Poor health took the better of Steve Jobs as he resigned on Wednesday, sending shockwaves through technology and media circles.

Jobs was diagnosed with cancer in his pancreas on October 2003. He had tried a special diet to avoid surgery. But eventually he had to resort to surgery in 2004 . Nevertheless it was a successful one without the need for chemotherapy.

Four years later, false reports of his death shocked the industry. Jobs himself gave a statement on Sept. 9, 2008, joking "Reports of my death are greatly exaggerated."

During late 2008 Jobs was looking very frail and had lost a lot of weight, fueling more speculation. On Jan. 5, 2009, Jobs said a hormone imbalance was causing him to lose weight, but vowed to remain CEO during treatment. "The remedy for this nutritional problem is relatively simple and straightforward," Jobs said in an open letter dated Jan 14, 2009:

He had given up his day-to-day operations to Tim until June 2009, saying his health problems were more complex than originally thought. Jobs also said he would remain involved in major strategic decisions. "I look forward to seeing all of you this summer," he had stated in a letter to his employees.

§ Actions to take
a. Using the passage on Steve Jobs's health, decide whether each statement agrees with it: (i) Jobs was diagnosed with pancreatic cancer in October 2003; (ii) the 2004 surgery required chemotherapy; (iii) Jobs attributed his weight loss to a hormone imbalance. Answer yes or no for each, quoting the words that decide it.
b. According to the passage on Steve Jobs's health, on what date did Jobs give the statement joking about reports of his death?

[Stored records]
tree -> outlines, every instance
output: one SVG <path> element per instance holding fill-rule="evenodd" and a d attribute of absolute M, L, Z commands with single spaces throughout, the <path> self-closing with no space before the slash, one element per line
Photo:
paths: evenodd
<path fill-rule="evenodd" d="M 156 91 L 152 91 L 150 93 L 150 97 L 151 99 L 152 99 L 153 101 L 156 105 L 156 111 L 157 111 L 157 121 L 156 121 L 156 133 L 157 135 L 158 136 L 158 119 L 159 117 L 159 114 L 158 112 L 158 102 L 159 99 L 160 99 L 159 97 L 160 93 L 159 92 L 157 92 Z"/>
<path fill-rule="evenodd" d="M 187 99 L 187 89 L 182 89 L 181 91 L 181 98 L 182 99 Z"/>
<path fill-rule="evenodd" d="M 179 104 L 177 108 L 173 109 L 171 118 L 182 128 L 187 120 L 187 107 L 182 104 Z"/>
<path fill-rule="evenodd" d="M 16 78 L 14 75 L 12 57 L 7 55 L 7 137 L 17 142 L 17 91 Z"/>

§ Answers given
a.
(i) Yes: "Jobs was diagnosed with cancer in his pancreas on October 2003."
(ii) No: "it was a successful one without the need for chemotherapy."
(iii) Yes: "Jobs said a hormone imbalance was causing him to lose weight"

b. Sept. 9, 2008.